**Sayfa Metni**
================================
Tarih: 10.04.2024 08:24

Bayram Muhabbetleri 1

Facebook Twitter Linked-in

Bayram Muhabbetleri 1/ Vedat Kan

Öyle yağma yok…

Üç beş satır güzel yazı, üç beş kelam nostalji ve sonrasında sütten çıkmış ak kaşık gibi “ahh, nerede o eski bayramlar”…

Sizin hiç mi suçunuz yok?

Dünün ve hatta bir kaç saat öncesinin kaybolup gitmesinde sizin hiç mi suçunuz yok?

Bu kaybolup gitmelerin bizlere nelere mal olduğunu nasıl izah edeceğiz? 

En azından kendimize, çocuklarımıza, yarınlarımıza...  

O eski bayramlarda yaşanan kardeşlik konusuna girip de çıkanına ben rastlayamadım henüz. Veya dostluk kavramının yüceliğini anlatmaya başlayan her hangi birisinin, son noktayı koyabildiğine şahit olamadım. Komşuluk, öyle üç-beş kelimeyle anlatılacak kadar basite indirgendiği için kaybolup gitti. Bahanemiz ise pandeminin sırtına kaldı.
================================
**Sağlanan Malzeme**

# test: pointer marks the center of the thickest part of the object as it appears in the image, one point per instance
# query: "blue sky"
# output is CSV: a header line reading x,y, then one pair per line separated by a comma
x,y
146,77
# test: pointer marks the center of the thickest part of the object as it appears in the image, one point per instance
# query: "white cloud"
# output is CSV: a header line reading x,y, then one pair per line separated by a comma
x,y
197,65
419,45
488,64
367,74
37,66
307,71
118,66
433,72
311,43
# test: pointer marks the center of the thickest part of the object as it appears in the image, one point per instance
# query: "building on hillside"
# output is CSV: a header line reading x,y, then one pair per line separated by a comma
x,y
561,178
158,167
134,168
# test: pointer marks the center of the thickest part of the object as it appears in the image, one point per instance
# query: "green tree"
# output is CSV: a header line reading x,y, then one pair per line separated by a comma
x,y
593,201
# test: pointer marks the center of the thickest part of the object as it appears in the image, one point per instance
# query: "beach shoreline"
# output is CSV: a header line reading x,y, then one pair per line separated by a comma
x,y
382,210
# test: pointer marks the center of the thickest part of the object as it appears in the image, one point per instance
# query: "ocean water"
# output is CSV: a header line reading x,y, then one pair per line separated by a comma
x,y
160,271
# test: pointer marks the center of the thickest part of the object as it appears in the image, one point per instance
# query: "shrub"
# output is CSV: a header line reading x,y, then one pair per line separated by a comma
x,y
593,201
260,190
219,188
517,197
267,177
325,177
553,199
================================
**Sorular ve Görevler**
**a)** Bayram Muhabbetleri yazısındaki "Dünün ve hatta" ifadesinden "kendimize, çocuklarımıza, yarınlarımıza..." ifadesine kadar olan bölümü aynen kopyalayın.
**b)** Bayram Muhabbetleri yazısına göre komşuluk neden kaybolup gitmiştir?
**c)** Bayram Muhabbetleri yazısına göre şu ifadelerin her birinin doğru olup olmadığını belirtin ve kararınızı dayandırdığınız sözcükleri metinden alıntılayın: (i) Yazının tarihi 10.04.2024'tür. (ii) Yazar, dostluk kavramının yüceliğini anlatmaya başlayıp son noktayı koyabilen birine şahit olmuştur. (iii) Bahane pandeminin sırtına kalmıştır.
Yalnızca Bayram Muhabbetleri yazısına dayanın.

**Yanıtlar**
**a)**
Dünün ve hatta bir kaç saat öncesinin kaybolup gitmesinde sizin hiç mi suçunuz yok?

Bu kaybolup gitmelerin bizlere nelere mal olduğunu nasıl izah edeceğiz? 

En azından kendimize, çocuklarımıza, yarınlarımıza...

**b)** Üç-beş kelimeyle anlatılacak kadar basite indirgendiği için kaybolup gitmiştir.

**c)**
(i) Evet: "Tarih: 10.04.2024 08:24"
(ii) Hayır: "son noktayı koyabildiğine şahit olamadım"
(iii) Evet: "Bahanemiz ise pandeminin sırtına kaldı."